Given exercise:
Please copy out everything from the line containing "Guideline: one keypoint for each instance of the grey" down to the end of the records below, reproducing it word for word.

-- begin --

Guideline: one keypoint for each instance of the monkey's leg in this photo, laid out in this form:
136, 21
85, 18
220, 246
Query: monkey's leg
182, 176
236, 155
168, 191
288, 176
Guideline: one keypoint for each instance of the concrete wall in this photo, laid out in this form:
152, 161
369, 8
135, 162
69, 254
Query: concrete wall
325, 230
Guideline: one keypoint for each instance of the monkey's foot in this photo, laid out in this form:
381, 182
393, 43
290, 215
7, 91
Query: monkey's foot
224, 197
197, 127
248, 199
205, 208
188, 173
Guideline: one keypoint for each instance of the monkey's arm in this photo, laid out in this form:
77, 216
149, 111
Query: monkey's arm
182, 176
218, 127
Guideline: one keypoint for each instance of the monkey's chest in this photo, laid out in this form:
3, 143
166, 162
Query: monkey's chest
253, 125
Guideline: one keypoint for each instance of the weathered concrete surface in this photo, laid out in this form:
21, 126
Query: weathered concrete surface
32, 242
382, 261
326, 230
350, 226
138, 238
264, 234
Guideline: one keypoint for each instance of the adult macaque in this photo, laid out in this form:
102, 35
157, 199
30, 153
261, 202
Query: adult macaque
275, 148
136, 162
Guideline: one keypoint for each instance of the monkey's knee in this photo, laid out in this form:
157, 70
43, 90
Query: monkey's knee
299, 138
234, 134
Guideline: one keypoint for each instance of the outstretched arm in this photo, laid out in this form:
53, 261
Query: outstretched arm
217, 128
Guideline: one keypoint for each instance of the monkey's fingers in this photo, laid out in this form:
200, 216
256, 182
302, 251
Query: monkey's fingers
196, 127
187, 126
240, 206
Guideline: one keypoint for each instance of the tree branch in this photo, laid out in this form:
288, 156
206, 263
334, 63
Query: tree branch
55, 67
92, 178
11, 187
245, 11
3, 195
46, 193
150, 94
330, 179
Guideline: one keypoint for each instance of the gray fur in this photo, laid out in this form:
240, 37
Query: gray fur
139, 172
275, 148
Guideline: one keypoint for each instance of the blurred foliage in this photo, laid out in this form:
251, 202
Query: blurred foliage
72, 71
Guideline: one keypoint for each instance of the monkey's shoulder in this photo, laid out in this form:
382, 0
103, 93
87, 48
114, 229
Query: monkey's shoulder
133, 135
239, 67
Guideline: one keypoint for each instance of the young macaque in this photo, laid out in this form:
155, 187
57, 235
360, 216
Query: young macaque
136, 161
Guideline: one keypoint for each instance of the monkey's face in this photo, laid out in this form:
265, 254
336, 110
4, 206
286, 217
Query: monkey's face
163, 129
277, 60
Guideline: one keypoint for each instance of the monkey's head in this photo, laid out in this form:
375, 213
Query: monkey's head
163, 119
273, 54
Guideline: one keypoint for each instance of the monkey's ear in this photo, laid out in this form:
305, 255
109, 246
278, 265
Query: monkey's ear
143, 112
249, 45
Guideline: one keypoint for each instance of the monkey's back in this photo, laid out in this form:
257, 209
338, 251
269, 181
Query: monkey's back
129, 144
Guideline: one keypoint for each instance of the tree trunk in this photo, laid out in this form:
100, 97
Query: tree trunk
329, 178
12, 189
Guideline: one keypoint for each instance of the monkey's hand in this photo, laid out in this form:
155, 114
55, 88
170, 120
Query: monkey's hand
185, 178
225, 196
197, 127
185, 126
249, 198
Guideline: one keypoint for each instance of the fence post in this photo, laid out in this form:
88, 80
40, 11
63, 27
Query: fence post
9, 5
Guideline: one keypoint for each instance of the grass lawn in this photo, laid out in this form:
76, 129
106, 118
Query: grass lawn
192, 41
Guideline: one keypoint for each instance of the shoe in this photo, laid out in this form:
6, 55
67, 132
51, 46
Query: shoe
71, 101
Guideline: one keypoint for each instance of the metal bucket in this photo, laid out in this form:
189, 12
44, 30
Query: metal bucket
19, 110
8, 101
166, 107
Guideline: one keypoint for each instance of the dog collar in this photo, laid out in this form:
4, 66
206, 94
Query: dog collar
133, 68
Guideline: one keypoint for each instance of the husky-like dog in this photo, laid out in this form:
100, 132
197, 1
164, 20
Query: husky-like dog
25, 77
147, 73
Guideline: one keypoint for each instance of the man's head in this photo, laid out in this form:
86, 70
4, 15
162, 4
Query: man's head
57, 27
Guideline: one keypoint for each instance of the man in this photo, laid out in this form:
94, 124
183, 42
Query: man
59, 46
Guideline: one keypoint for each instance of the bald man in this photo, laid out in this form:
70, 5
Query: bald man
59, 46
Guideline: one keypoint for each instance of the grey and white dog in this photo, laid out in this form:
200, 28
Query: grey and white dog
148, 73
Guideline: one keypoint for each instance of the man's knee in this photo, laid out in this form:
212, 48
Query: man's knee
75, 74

-- end --

The answer:
Guideline: one keypoint for each instance of the grey and white dog in this photo, laid out in this form:
200, 28
Query: grey and white dog
148, 73
Guideline: one keypoint for each instance of the man's knee in this photo, laid out in this form:
212, 48
Query: man's knee
75, 74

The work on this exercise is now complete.